INPUT MATERIAL below:

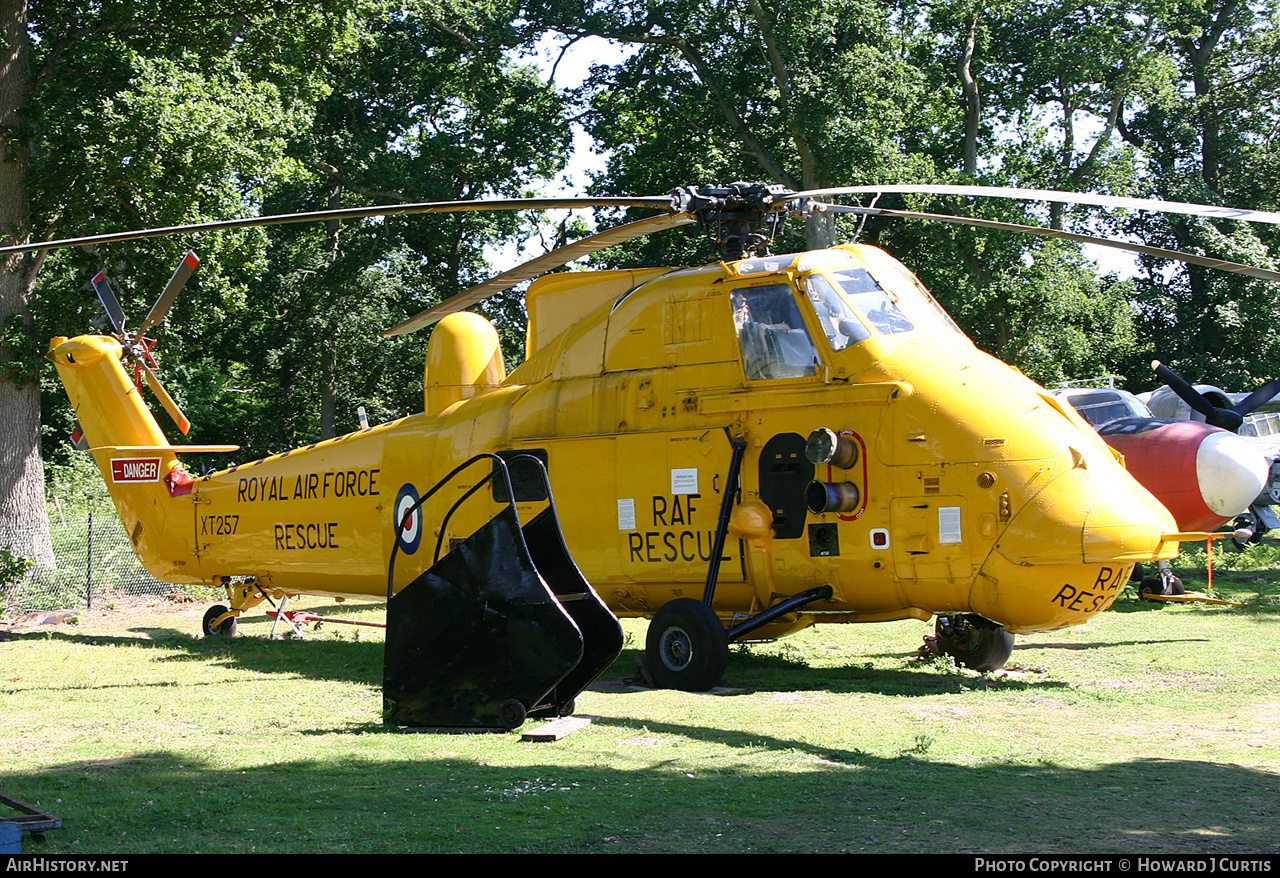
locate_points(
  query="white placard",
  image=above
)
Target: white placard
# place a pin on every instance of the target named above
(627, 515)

End of INPUT MATERIAL.
INPUT MATERIAL below:

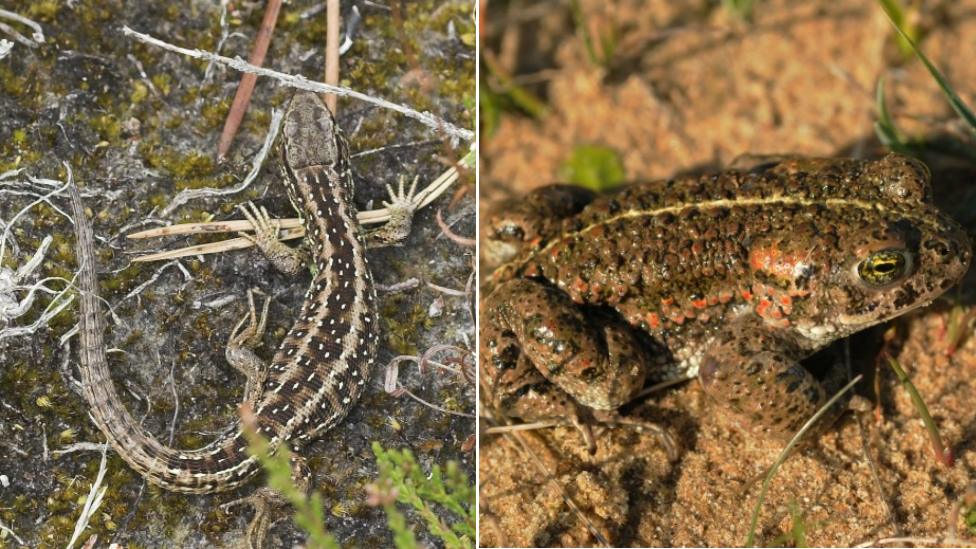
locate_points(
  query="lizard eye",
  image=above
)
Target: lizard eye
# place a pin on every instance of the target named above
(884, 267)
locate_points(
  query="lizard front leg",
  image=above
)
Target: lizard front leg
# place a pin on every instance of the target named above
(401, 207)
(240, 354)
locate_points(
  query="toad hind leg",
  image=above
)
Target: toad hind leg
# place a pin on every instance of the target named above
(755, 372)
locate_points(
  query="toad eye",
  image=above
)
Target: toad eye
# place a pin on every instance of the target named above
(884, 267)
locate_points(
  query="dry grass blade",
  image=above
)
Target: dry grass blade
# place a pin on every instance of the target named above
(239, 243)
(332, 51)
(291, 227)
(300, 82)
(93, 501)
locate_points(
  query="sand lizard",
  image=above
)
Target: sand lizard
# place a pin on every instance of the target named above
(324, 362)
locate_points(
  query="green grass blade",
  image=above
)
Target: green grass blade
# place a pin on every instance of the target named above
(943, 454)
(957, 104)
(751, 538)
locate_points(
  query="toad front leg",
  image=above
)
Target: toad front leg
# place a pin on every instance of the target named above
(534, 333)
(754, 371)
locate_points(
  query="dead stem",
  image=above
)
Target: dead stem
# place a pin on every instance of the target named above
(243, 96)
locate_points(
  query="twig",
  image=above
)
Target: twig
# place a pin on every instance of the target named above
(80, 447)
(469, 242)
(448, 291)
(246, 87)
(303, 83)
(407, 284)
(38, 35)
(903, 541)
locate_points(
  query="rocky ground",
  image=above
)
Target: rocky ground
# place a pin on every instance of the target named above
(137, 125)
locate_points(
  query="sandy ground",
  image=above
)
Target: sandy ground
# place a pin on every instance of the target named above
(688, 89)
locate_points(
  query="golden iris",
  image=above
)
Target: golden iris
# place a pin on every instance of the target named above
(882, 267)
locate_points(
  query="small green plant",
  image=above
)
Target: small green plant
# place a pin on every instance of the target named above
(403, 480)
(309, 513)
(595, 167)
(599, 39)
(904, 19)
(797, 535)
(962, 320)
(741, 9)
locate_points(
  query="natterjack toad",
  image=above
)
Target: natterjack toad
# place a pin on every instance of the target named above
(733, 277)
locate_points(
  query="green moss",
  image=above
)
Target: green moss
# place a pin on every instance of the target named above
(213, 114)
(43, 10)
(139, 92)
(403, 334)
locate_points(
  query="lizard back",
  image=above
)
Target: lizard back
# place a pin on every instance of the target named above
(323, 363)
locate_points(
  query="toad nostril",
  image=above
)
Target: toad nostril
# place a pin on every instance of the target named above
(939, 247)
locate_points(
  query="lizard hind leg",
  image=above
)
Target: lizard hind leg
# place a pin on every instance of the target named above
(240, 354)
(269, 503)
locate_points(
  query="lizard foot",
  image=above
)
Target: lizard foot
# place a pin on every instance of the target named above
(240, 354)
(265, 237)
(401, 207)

End of INPUT MATERIAL.

ABOUT THIS TASK.
Every line containing the word "golden" should be copied from the material.

ANSWER TO THE EXERCISE.
  query="golden iris",
Target: golden iris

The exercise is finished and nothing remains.